Task objective: Would you transcribe the listing exactly as it stands, minus any images?

══ Records shown

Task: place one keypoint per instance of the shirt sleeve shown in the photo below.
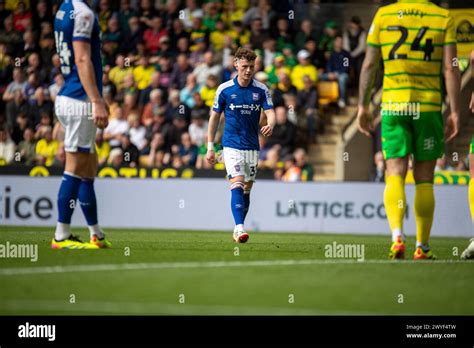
(450, 35)
(83, 24)
(267, 99)
(219, 101)
(374, 31)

════

Answer below:
Task: place one keypoint per instance of the shirt sleeve shown in the photo below.
(450, 35)
(83, 24)
(267, 99)
(219, 101)
(374, 31)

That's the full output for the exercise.